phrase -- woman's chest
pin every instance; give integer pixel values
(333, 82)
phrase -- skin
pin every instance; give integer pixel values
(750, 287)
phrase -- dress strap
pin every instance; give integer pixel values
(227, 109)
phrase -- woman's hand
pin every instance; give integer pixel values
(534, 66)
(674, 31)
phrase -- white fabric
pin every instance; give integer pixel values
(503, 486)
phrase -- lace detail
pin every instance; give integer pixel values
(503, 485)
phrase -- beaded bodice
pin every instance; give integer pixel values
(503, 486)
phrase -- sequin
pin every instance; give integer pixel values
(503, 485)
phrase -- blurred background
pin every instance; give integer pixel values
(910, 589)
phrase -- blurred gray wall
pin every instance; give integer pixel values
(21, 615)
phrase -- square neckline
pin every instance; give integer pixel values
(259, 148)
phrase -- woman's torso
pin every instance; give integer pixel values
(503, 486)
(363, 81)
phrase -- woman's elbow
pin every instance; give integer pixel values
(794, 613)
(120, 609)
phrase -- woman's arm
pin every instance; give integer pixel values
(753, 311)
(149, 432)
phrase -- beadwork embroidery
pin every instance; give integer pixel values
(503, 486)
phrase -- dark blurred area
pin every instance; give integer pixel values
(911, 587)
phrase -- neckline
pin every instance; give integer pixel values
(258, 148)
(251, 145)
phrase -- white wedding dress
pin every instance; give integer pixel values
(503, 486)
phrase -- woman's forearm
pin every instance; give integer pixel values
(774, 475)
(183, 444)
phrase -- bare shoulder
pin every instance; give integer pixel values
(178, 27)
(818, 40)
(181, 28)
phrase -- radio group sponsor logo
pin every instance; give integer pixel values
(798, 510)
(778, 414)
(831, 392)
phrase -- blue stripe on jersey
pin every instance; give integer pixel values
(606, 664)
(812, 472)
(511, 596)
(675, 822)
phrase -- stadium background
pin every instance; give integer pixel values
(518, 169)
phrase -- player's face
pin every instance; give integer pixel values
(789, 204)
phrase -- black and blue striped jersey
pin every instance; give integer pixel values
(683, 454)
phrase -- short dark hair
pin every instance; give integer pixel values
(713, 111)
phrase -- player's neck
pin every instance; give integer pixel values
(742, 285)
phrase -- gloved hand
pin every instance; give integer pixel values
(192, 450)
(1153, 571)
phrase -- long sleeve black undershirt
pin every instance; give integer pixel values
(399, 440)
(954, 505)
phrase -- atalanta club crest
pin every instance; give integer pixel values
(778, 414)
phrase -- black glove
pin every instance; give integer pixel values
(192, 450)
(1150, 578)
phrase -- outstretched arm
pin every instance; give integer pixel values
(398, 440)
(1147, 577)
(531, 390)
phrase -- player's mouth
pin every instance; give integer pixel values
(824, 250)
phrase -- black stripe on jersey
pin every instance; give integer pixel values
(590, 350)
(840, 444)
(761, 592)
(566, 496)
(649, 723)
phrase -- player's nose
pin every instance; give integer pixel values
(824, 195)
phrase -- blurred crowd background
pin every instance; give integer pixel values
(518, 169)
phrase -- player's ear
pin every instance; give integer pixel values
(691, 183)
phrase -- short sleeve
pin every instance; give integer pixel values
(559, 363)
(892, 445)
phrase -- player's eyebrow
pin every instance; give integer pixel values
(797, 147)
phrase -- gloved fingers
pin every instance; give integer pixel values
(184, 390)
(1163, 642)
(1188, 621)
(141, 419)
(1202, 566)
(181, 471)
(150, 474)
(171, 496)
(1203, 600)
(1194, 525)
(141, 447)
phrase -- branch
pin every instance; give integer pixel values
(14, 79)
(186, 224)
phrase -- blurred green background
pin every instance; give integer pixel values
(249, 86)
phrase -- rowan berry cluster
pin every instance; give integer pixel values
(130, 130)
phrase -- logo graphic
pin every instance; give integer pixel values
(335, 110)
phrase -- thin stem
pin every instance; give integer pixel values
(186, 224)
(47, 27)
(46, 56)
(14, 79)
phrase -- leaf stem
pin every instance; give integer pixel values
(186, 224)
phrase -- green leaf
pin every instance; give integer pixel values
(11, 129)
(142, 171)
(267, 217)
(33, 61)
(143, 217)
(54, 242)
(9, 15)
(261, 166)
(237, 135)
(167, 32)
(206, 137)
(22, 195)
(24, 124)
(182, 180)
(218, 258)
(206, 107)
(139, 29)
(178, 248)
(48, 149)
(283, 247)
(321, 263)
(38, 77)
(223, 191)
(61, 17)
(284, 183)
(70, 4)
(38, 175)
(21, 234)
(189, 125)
━━━━━━━━━━━━━━━━━━━━
Your task:
Shift the answer points by 143 and rewrite only the lines of the records from the line with "phrase -- blue stripe on jersey" through the line with "(1153, 571)". Keep every line, requests included, and add 143 to both coordinates of each answer point.

Final result:
phrase -- blue stripe on jersey
pin every instance; give integer pixel values
(749, 807)
(955, 615)
(654, 739)
(818, 965)
phrase -- stadium background
pin every instance; give integer pixel values
(661, 312)
phrase -- player's face
pin every instance; give integer pixel values
(932, 347)
phrase -- black and blue striped jersey
pin every instance; give integer pixel values
(826, 597)
phrase -- short dark hair
pin every instance; give integer pixel values
(856, 254)
phrase -- player's neck
pin every instance; give integer pixel values
(885, 428)
phrase -- gloved hand
pin every instance; give integer pixel values
(335, 593)
(1296, 714)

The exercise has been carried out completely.